[Start of Attachment]

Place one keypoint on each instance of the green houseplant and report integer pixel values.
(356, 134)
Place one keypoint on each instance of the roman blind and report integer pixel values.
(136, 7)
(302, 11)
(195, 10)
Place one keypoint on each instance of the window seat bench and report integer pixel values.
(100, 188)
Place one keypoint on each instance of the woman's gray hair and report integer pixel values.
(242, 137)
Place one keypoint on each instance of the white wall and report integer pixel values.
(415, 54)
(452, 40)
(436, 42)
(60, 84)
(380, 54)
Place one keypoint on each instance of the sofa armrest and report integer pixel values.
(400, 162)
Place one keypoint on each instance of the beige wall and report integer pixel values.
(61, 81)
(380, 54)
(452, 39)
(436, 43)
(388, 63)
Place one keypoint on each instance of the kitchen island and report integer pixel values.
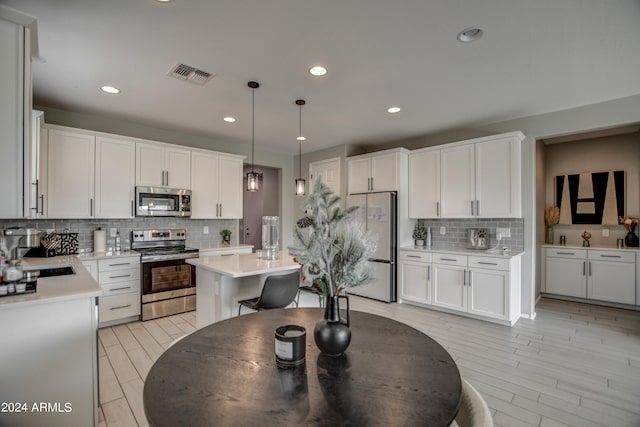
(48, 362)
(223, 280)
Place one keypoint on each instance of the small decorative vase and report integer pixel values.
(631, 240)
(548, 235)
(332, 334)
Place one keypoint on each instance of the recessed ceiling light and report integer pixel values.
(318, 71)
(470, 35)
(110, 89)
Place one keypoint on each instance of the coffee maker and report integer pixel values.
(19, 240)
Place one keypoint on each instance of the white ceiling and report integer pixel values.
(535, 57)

[End of Attachment]
[Start of Attachment]

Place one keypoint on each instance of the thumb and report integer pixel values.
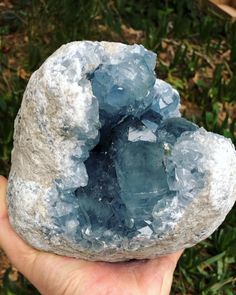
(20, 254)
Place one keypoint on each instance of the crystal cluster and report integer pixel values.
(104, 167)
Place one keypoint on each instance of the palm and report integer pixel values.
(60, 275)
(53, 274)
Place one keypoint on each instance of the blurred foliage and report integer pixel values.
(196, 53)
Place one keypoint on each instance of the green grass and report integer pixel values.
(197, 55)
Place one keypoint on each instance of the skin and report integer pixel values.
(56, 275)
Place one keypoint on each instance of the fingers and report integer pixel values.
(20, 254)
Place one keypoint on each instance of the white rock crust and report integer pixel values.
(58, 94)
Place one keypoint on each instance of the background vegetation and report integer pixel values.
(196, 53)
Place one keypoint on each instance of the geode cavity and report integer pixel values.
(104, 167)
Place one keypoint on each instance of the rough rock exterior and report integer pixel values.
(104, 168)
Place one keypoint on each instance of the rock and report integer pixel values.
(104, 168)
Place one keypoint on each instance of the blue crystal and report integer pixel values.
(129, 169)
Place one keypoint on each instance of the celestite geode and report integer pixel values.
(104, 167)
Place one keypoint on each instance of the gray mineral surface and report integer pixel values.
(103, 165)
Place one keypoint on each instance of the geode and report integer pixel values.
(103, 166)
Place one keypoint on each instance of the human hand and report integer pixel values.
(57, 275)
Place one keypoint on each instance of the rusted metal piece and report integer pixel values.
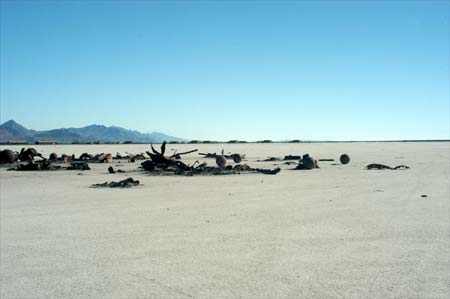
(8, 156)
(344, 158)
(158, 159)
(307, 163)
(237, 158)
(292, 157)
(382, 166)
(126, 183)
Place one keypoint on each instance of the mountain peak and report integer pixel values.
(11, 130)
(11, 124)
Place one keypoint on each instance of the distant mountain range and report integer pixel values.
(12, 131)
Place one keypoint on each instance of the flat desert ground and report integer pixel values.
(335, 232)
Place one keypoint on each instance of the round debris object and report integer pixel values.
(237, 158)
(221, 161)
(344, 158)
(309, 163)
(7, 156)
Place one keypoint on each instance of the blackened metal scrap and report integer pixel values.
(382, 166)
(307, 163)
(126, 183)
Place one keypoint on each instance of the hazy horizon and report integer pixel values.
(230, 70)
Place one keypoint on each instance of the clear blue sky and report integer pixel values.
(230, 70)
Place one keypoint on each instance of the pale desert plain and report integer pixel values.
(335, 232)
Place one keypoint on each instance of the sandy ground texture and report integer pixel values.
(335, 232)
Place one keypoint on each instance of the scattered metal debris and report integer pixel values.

[End of Attachment]

HOW TO COMPLETE THIS TASK —
Only one stretch of the data above is needed. Restate it word for word, from the line containing "Place one keypoint on each instance of the pale" through the line containing "Place one keypoint on each instance of the scattered", both ends included.

SOLUTION FOR THIS TASK —
Place one keypoint on each instance of the pale desert plain and report integer pixel values.
(335, 232)
Place one keypoint on each instance of the sandy ground texture and report integer pixel values.
(335, 232)
Place one keypoint on each instance of the scattered metal debris and report integer pixel values.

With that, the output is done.